> Material provided

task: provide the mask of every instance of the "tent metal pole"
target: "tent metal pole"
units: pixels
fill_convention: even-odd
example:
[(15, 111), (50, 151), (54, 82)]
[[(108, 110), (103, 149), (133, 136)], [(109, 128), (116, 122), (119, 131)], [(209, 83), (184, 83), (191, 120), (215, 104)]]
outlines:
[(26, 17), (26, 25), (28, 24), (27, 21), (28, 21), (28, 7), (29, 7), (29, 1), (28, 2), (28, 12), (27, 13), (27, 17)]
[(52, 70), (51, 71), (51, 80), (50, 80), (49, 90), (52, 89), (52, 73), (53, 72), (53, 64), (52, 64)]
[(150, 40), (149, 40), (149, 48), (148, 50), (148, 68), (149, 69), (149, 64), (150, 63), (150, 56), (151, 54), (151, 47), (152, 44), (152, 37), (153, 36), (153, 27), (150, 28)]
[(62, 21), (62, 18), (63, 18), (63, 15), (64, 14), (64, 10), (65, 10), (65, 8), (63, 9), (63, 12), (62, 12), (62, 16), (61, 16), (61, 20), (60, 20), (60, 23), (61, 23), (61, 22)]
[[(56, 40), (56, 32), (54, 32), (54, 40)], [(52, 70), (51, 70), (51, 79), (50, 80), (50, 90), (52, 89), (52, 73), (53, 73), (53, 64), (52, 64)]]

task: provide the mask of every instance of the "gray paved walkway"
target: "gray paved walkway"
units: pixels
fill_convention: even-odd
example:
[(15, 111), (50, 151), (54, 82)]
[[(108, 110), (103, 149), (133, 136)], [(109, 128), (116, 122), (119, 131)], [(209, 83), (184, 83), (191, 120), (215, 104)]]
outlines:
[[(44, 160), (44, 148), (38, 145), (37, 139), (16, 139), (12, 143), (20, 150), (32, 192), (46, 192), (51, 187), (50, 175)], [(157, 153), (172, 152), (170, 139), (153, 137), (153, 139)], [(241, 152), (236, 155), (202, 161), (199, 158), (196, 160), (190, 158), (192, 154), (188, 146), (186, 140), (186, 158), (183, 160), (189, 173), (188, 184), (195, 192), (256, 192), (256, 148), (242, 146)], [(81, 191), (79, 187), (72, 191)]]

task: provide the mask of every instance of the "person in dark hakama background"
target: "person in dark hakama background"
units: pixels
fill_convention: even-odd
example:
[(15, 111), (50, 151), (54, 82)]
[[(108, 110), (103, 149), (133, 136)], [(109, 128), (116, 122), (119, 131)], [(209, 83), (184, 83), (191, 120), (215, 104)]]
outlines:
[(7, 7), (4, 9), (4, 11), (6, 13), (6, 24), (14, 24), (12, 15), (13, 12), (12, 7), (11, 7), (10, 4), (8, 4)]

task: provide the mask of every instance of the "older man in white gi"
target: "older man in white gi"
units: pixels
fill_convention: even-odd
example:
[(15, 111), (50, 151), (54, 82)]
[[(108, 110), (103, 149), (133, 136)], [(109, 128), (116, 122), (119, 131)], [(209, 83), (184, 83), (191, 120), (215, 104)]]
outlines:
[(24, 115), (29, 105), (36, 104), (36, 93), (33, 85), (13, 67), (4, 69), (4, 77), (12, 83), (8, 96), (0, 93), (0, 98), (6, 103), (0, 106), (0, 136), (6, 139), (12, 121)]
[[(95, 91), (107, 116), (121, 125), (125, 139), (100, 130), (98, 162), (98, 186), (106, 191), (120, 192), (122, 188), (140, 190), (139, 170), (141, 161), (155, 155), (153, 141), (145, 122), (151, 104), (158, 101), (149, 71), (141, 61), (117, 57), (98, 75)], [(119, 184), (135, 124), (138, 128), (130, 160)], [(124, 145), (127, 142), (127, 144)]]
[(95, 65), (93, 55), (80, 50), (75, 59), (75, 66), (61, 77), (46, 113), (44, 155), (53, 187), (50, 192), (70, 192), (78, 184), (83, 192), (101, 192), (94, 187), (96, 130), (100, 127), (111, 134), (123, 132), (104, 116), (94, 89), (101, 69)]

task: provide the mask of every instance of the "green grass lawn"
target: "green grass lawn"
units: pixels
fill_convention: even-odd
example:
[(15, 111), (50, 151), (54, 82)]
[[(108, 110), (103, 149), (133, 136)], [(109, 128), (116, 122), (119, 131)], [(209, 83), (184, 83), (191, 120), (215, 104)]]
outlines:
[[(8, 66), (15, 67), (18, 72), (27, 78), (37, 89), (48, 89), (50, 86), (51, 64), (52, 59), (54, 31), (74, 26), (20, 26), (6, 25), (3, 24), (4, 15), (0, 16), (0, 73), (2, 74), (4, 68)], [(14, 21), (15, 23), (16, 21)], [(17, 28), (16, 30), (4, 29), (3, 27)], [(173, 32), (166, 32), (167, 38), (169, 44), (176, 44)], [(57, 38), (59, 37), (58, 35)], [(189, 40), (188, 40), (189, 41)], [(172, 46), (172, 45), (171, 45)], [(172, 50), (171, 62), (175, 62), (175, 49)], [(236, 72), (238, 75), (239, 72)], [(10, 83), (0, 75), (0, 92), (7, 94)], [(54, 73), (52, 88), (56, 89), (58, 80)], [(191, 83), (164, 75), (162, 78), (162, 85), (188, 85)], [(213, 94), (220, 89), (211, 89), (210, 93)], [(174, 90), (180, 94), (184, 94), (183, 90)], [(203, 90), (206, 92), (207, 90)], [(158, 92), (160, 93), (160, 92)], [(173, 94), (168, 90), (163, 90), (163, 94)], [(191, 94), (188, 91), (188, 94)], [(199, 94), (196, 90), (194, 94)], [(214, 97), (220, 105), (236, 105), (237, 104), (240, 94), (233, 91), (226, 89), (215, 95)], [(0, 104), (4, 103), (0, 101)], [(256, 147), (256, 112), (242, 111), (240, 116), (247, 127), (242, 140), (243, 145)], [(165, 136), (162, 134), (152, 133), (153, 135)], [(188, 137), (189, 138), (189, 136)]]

> Exercise instructions
Rename "fill_convention" to "fill_rule" in everything from the start of the items down to the line containing "187), (72, 191)]]", and give those lines again with nothing else changed.

> Exercise result
task: provide the mask of every instance of the "tent metal pole"
target: "tent metal pole"
units: pixels
fill_rule: even-odd
example:
[(15, 111), (50, 151), (54, 82)]
[[(108, 110), (103, 149), (133, 136)], [(109, 128), (116, 122), (119, 131)], [(209, 83), (184, 83), (191, 120), (215, 104)]]
outlines:
[(26, 17), (26, 25), (28, 24), (27, 21), (28, 21), (28, 7), (29, 7), (29, 1), (28, 2), (28, 12), (27, 13), (27, 17)]
[(52, 70), (51, 71), (51, 80), (50, 80), (49, 90), (52, 89), (52, 73), (53, 72), (53, 64), (52, 64)]
[(150, 40), (149, 40), (149, 48), (148, 50), (148, 68), (149, 69), (149, 64), (150, 63), (150, 56), (151, 54), (151, 47), (152, 44), (152, 37), (153, 36), (153, 27), (150, 28)]
[(62, 21), (62, 18), (63, 18), (63, 15), (64, 14), (64, 10), (65, 10), (65, 8), (63, 9), (63, 12), (62, 12), (62, 16), (61, 16), (61, 20), (60, 20), (60, 23), (61, 23), (61, 22)]
[[(56, 40), (56, 32), (54, 32), (54, 40)], [(52, 70), (51, 70), (51, 79), (50, 80), (50, 90), (52, 89), (52, 73), (53, 73), (53, 64), (52, 64)]]

task: provide the mask of every instance of the "gray paved walkway"
target: "gray paved walkway"
units: pixels
fill_rule: even-odd
example:
[(15, 111), (50, 151), (54, 82)]
[[(108, 110), (103, 149), (133, 136)], [(109, 128), (116, 122), (119, 131)], [(209, 83), (184, 83), (191, 120), (215, 104)]]
outlines:
[[(44, 160), (44, 148), (38, 145), (37, 139), (16, 139), (12, 143), (20, 150), (32, 192), (46, 192), (51, 187), (50, 175)], [(157, 153), (172, 152), (170, 139), (153, 137), (153, 139)], [(241, 152), (236, 155), (202, 161), (199, 158), (196, 160), (190, 158), (192, 154), (188, 146), (186, 140), (186, 158), (183, 160), (189, 173), (188, 184), (195, 192), (256, 192), (256, 148), (242, 146)], [(81, 191), (79, 187), (72, 191)]]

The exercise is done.